> [SELECTED EXTRACT]
════════

Tobias: It was super exciting to see a huge factory hall that is a complete clean room. We know clean rooms from our institute, of course. We also work in them there. But these are completely different standards. Here, they are the size of a flat and the entire factory is a single clean room. I found it fascinating to see the same type of coating plant there as in our laboratory. But five times as big. The feeling is indescribable. In the factory in Asia, you can walk under the equipment, while we have to squeeze underneath it in the lab for repair work. It's just impressive.

And now you have also been awarded the HZB Technology Transfer Prize for your project. Was that actually foreseeable for you?

Tobias: Well, we have an interesting project in which the transfer from research to industry has already taken place. And there is already a product on the market of which 100 million units have already been sold. That's why we thought we had a chance of winning the prize. But of course the other participants also had incredibly interesting projects. That we won in the end is a really good feeling. It not only honors the commitment of the whole team, but also gives us more visibility for our other projects.

════════

> [SUPPLIED MATERIAL]

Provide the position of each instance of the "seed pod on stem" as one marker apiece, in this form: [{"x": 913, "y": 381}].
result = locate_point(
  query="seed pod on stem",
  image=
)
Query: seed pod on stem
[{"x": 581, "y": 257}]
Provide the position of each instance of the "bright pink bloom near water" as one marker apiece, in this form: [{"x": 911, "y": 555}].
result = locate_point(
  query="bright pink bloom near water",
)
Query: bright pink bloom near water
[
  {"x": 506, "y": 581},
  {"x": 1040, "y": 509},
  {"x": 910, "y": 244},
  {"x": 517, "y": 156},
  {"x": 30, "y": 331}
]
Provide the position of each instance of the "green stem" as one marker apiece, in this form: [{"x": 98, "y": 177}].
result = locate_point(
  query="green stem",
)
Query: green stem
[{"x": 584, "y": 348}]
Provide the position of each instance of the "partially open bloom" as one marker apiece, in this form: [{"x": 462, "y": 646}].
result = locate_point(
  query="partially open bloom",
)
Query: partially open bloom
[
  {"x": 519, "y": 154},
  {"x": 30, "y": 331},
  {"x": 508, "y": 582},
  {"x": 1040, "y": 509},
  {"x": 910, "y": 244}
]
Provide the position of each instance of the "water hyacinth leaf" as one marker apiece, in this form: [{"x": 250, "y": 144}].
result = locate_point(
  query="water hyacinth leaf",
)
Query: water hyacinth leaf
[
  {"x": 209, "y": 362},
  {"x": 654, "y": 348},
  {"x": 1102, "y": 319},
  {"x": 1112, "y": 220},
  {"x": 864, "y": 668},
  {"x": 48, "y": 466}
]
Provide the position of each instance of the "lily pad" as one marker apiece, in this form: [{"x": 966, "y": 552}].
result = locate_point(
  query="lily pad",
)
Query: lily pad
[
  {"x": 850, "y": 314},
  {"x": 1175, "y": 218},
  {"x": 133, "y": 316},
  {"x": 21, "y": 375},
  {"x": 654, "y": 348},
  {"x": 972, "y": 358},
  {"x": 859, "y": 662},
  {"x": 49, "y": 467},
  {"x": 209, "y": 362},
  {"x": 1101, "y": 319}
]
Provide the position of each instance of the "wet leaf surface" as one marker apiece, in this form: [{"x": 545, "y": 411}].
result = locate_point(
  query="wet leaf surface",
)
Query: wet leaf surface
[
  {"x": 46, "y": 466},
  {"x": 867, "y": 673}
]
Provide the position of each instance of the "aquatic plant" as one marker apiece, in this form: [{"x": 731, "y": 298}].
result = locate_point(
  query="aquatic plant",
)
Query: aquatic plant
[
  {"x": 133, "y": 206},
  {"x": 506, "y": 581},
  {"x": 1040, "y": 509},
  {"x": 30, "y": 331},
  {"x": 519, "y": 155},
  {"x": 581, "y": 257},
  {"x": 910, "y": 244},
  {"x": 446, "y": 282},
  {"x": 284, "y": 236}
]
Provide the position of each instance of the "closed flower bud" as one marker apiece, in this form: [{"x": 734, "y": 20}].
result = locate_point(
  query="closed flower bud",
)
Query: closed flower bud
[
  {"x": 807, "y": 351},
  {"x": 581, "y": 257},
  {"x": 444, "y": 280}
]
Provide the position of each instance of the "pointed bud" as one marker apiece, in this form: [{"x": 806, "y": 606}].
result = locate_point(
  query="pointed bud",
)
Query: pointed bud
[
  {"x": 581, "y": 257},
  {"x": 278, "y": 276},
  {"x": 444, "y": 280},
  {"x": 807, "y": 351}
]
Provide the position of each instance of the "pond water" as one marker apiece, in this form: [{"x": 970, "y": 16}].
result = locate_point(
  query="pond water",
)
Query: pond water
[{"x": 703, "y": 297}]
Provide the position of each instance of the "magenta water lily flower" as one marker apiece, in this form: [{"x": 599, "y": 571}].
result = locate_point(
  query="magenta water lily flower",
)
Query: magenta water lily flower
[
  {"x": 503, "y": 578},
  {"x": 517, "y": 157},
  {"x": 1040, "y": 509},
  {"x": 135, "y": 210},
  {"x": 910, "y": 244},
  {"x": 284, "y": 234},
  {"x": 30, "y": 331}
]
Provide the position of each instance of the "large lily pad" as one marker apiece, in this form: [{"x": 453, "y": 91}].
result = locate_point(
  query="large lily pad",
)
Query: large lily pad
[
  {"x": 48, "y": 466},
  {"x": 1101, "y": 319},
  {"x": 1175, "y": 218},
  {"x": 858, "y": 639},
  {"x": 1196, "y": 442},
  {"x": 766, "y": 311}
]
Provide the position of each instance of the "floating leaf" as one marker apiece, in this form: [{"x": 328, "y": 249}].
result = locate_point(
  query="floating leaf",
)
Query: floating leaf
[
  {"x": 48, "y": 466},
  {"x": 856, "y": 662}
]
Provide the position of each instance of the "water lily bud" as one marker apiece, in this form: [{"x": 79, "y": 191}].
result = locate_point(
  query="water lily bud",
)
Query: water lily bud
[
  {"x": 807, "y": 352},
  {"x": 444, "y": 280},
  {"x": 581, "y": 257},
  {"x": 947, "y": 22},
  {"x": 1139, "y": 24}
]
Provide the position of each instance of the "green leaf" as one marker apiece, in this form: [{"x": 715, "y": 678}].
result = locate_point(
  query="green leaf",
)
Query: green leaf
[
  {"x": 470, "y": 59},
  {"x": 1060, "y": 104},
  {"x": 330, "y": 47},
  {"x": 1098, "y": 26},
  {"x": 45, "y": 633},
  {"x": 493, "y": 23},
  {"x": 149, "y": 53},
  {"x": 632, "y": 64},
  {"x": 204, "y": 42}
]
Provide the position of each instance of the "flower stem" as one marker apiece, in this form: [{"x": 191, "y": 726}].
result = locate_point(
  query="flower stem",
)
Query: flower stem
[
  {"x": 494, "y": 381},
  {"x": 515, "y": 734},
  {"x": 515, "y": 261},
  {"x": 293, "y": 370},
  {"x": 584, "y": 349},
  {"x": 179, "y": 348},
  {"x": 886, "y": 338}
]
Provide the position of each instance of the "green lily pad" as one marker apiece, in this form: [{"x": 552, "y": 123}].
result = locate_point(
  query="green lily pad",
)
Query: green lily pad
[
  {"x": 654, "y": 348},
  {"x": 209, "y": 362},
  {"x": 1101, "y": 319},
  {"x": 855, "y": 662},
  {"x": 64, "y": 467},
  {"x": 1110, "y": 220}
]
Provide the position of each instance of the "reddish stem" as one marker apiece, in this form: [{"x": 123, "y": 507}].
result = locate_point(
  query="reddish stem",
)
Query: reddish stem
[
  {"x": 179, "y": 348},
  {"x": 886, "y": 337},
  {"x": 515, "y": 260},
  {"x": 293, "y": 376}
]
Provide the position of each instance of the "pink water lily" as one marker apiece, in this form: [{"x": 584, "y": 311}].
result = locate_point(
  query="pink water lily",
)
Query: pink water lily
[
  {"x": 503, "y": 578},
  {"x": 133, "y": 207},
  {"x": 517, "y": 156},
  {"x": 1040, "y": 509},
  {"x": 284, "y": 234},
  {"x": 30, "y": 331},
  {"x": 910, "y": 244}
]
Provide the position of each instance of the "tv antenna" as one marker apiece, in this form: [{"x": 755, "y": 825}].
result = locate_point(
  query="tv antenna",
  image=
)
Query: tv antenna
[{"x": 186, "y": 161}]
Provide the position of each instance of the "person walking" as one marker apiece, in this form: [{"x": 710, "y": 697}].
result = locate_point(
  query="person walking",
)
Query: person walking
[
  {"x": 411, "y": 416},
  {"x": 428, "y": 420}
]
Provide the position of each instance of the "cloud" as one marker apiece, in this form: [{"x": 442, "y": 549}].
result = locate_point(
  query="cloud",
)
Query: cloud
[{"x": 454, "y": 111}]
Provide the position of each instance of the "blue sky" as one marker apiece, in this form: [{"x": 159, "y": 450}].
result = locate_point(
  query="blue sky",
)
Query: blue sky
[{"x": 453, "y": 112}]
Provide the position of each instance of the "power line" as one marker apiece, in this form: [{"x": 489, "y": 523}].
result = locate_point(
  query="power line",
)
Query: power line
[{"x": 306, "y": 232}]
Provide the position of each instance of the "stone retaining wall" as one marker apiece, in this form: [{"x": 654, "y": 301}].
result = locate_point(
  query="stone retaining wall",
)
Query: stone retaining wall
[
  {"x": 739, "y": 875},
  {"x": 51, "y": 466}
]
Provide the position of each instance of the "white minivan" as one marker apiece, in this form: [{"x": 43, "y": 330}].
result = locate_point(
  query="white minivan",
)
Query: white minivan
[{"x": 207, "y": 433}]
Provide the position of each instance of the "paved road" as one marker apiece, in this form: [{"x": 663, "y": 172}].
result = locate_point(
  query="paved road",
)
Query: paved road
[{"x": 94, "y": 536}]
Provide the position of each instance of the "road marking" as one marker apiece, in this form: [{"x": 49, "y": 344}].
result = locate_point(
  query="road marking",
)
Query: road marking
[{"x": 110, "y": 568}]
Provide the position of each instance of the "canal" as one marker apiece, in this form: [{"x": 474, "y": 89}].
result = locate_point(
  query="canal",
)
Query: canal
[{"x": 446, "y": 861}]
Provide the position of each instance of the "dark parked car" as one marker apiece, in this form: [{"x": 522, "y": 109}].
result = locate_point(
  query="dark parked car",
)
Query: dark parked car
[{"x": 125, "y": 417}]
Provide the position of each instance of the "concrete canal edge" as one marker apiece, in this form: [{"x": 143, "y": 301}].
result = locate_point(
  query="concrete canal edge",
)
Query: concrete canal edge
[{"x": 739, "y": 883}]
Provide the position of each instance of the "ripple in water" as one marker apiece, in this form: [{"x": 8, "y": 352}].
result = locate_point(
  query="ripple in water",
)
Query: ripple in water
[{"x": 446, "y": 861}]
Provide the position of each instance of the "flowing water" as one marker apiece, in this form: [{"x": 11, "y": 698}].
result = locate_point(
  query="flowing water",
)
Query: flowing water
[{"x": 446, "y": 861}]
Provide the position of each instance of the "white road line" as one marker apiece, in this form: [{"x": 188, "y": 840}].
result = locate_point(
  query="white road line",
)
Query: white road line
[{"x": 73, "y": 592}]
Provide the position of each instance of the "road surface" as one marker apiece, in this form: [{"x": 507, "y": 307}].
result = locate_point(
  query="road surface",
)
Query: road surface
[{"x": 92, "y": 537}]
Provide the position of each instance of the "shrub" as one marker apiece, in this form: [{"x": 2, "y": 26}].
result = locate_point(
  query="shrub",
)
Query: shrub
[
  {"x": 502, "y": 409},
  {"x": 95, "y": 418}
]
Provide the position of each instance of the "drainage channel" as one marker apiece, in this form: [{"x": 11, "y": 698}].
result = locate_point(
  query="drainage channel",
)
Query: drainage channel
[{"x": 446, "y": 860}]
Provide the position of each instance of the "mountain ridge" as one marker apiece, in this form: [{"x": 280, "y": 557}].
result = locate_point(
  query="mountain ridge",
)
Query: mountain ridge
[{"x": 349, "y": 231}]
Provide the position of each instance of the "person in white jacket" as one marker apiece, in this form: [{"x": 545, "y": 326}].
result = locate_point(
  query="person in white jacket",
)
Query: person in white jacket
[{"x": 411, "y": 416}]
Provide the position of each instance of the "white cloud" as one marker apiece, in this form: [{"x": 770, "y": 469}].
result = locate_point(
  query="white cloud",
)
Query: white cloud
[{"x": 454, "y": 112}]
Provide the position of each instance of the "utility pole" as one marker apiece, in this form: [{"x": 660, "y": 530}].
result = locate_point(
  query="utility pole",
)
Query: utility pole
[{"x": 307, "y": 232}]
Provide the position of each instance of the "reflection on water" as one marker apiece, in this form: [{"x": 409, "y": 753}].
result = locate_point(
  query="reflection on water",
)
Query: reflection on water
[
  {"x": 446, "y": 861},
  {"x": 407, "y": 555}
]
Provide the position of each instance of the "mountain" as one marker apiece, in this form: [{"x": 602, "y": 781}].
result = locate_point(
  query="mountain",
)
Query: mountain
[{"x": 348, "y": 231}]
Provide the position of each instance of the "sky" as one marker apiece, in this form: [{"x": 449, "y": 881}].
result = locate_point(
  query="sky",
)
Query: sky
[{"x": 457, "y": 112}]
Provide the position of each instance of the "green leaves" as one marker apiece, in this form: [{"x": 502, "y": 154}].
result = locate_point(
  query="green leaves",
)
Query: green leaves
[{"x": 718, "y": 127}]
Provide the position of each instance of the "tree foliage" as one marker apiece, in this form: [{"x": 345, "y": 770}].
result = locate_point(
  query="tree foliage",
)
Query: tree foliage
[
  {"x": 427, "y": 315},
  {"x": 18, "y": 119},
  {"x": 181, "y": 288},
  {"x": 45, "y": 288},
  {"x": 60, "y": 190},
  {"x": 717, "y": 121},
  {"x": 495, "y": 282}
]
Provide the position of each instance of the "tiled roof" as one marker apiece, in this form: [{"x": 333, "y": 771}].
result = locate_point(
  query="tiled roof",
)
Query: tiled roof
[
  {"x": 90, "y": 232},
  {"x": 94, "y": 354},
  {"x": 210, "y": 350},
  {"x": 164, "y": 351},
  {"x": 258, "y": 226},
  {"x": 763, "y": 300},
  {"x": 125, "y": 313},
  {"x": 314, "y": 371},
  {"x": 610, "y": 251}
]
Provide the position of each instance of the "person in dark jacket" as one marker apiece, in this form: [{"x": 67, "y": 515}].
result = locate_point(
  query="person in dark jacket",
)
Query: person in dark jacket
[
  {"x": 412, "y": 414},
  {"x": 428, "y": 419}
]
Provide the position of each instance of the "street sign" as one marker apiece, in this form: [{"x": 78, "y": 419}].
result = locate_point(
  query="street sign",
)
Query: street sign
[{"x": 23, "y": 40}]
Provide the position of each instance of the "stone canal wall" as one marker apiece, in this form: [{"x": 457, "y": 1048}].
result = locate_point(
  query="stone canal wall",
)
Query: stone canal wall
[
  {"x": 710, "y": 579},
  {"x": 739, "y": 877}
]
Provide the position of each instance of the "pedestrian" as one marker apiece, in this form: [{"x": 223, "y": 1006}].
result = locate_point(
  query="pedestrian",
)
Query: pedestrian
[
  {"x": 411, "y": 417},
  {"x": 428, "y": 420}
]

════════

> [SHORT TASK 1] Write out the whole interview excerpt word for word.
> [SHORT TASK 2] Count how many lines of the listing contain the string "shrub", and give only that number.
The interview excerpt and the listing are separate material with no connection to each other.

> [FULL RESPONSE 1]
Tobias: It was super exciting to see a huge factory hall that is a complete clean room. We know clean rooms from our institute, of course. We also work in them there. But these are completely different standards. Here, they are the size of a flat and the entire factory is a single clean room. I found it fascinating to see the same type of coating plant there as in our laboratory. But five times as big. The feeling is indescribable. In the factory in Asia, you can walk under the equipment, while we have to squeeze underneath it in the lab for repair work. It's just impressive.

And now you have also been awarded the HZB Technology Transfer Prize for your project. Was that actually foreseeable for you?

Tobias: Well, we have an interesting project in which the transfer from research to industry has already taken place. And there is already a product on the market of which 100 million units have already been sold. That's why we thought we had a chance of winning the prize. But of course the other participants also had incredibly interesting projects. That we won in the end is a really good feeling. It not only honors the commitment of the whole team, but also gives us more visibility for our other projects.

> [FULL RESPONSE 2] 3